- Problem description -
Copy all the entries below exactly, but not the pictures.

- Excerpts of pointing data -
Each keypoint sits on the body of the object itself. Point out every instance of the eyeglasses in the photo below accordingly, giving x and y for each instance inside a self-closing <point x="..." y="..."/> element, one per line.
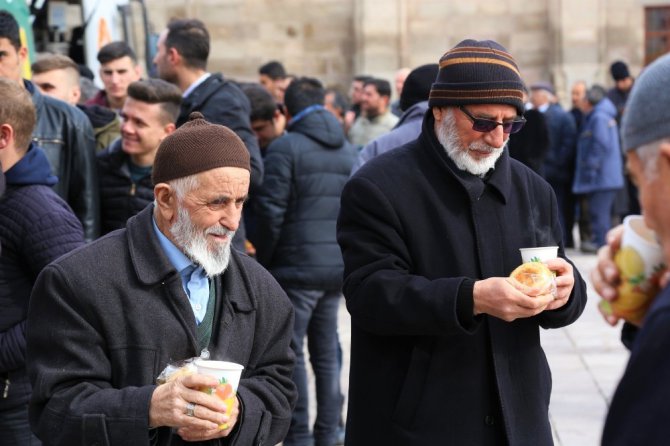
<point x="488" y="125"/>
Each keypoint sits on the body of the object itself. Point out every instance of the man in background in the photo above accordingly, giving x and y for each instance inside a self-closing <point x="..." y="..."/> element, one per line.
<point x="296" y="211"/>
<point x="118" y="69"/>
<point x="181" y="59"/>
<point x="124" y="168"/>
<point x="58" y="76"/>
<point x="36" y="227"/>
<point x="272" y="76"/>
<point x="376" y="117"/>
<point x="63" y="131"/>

- Solved problem -
Each keypoint sits on the body of the object itself. Point out every instance of the eyeglasses in the photo below accordingly, giving x and y for each instance inside a self-closing <point x="..." y="..."/> element, one per line.
<point x="488" y="125"/>
Each keypoint sits on the body of the object itself. Point out every instance of the man in background in the photo above accordingly, giving x and y for each instance inside a self-closing <point x="..." y="..."/> element, one per line.
<point x="296" y="211"/>
<point x="118" y="69"/>
<point x="181" y="59"/>
<point x="124" y="168"/>
<point x="58" y="76"/>
<point x="36" y="227"/>
<point x="272" y="76"/>
<point x="376" y="117"/>
<point x="63" y="131"/>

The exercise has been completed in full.